# The data start

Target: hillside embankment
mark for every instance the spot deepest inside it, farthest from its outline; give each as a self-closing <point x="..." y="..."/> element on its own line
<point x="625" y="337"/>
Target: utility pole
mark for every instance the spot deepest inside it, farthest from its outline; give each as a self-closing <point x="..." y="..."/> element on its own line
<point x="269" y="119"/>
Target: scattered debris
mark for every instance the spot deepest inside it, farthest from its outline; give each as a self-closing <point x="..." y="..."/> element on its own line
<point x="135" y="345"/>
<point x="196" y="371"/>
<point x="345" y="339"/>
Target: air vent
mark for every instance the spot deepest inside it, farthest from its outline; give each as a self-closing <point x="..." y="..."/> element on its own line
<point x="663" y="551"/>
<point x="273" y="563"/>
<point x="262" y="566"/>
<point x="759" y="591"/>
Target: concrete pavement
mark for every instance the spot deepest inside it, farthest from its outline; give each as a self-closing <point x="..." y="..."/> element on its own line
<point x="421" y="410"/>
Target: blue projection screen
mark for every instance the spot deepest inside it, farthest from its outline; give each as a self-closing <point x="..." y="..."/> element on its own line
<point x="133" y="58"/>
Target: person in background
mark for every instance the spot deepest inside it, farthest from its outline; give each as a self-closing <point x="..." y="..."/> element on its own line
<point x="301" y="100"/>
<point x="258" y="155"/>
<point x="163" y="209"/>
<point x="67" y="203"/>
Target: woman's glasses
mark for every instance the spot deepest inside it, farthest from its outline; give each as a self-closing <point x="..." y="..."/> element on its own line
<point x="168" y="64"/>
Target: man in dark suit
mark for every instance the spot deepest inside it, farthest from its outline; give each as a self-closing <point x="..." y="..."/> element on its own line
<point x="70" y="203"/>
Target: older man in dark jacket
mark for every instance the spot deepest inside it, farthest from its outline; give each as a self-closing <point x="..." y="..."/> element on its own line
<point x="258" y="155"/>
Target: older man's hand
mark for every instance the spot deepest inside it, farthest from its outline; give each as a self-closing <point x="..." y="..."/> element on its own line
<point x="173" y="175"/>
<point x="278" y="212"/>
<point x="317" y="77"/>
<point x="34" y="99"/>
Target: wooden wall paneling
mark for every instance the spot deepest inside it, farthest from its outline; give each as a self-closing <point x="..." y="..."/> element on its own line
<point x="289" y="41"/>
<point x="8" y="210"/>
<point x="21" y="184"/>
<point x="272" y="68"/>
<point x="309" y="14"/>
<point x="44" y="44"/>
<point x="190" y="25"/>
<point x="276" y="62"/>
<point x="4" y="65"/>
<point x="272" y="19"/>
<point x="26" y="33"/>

# The data end

→ Prompt
Update the material above so that each "Target" becomes "Object", keeping everything else the same.

→ Output for this task
Object: hillside embankment
mark for every instance the spot deepest inside it, farthest from its outline; give each as a self-closing <point x="..." y="..."/> element on its own line
<point x="625" y="337"/>
Object: utility pole
mark for every instance the spot deepest inside it, farthest from its outline; give each as a self-closing <point x="..." y="..."/> element on its own line
<point x="269" y="119"/>
Object: scattered debris
mark for every instance the spot deepest inside it, farthest from its outline; give each as a self-closing <point x="..." y="..."/> element on its own line
<point x="135" y="345"/>
<point x="196" y="371"/>
<point x="345" y="339"/>
Object: air vent
mark for every instance the spot deepest inside it, farthest from its outline; give each as a self-closing <point x="..." y="..."/> element on its own line
<point x="663" y="551"/>
<point x="273" y="563"/>
<point x="262" y="566"/>
<point x="759" y="591"/>
Object: concrete pavement
mark for every instance the spot deepest inside it, farthest from its outline; give each as a self-closing <point x="..." y="..."/> element on its own line
<point x="421" y="410"/>
Object: blue projection screen
mark for every instance the spot deepest inside it, farthest from its outline; give each as a self-closing <point x="..." y="..."/> element on its own line
<point x="133" y="58"/>
Object: person in background
mark for every instance the spot deepest inside it, farthest from its outline; give each as a self-closing <point x="..." y="..."/> element on its own line
<point x="301" y="100"/>
<point x="258" y="155"/>
<point x="163" y="209"/>
<point x="67" y="203"/>
Object: woman's glasses
mark for every instance the spot deepest inside it, farthest from its outline; give each as a self-closing <point x="..." y="..."/> element on its own line
<point x="168" y="64"/>
Object: man in dark suit
mark for every instance the spot deepest inside it, farthest from its outline; give each as a self-closing <point x="..." y="..."/> element on its own line
<point x="70" y="203"/>
Object: older man in dark jacket
mark for every instance the spot deepest inside it, farthest from its outline; give each as a self-closing <point x="..." y="..."/> element on its own line
<point x="258" y="155"/>
Object: older man's hand
mark for every instance the spot deepest inside it, farthest from its outline; give each as a self-closing <point x="..." y="..."/> element on its own line
<point x="173" y="175"/>
<point x="278" y="212"/>
<point x="317" y="77"/>
<point x="34" y="99"/>
Object: wooden wall paneling
mark for every instance the spot deepest inside it, farthest from its outline; give each as a self-closing <point x="..." y="..."/> element on its own line
<point x="289" y="41"/>
<point x="8" y="210"/>
<point x="21" y="184"/>
<point x="272" y="68"/>
<point x="309" y="14"/>
<point x="44" y="44"/>
<point x="190" y="25"/>
<point x="276" y="62"/>
<point x="4" y="65"/>
<point x="272" y="19"/>
<point x="26" y="33"/>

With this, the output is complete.